Goal of the exercise> Can you reproduce, word for word, everything in the material below from the line containing "Where can the trash" down to the end of the material?

Available records>
____________________

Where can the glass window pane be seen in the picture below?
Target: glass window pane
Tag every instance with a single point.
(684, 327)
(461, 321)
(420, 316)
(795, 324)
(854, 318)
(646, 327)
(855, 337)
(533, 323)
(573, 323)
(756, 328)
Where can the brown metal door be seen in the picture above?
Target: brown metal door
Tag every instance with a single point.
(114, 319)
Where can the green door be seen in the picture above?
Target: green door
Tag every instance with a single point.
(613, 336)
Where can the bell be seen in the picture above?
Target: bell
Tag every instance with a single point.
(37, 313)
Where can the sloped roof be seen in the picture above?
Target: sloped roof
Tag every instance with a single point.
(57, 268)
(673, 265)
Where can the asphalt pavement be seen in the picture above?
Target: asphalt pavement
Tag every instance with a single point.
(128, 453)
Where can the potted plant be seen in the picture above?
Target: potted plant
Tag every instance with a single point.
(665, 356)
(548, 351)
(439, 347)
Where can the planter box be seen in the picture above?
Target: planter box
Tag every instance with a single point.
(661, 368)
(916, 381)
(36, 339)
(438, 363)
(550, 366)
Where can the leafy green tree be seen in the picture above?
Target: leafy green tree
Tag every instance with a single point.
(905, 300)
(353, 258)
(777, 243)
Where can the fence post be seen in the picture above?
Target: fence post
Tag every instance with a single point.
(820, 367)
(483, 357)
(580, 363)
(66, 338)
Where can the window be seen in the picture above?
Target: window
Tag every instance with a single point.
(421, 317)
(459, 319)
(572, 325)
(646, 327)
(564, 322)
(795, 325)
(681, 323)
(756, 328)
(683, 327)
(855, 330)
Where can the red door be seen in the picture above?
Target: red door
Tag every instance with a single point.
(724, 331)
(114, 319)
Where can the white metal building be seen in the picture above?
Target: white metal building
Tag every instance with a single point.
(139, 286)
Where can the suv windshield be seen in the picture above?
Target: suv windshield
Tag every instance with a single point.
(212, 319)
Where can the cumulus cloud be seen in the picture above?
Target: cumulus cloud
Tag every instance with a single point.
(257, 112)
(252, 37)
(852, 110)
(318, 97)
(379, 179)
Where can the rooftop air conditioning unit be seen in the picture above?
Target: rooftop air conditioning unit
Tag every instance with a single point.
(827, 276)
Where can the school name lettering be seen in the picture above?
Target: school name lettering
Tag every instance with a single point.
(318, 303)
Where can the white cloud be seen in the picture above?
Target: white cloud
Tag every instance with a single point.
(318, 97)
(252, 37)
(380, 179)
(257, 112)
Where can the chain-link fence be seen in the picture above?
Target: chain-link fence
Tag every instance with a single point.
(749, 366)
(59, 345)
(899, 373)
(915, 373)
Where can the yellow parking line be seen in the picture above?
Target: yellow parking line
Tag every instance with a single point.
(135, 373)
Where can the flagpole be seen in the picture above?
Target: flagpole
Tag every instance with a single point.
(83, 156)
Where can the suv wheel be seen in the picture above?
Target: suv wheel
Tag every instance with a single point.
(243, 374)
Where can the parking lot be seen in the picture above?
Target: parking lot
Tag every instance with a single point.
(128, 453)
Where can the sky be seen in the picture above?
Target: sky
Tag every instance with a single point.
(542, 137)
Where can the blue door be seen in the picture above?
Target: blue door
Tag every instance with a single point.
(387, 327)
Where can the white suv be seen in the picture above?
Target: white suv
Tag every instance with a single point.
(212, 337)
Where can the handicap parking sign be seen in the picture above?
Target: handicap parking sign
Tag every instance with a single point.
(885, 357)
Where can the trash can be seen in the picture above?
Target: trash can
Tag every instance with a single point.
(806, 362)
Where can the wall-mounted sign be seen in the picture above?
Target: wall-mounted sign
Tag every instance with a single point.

____________________

Full response>
Where can the trash can be seen in the picture above?
Target: trash can
Tag every instance with a single point.
(806, 362)
Where can the wall-mounted sign be seen in the picture above?
Target: wall-mounted sign
Tag every instance with a single point.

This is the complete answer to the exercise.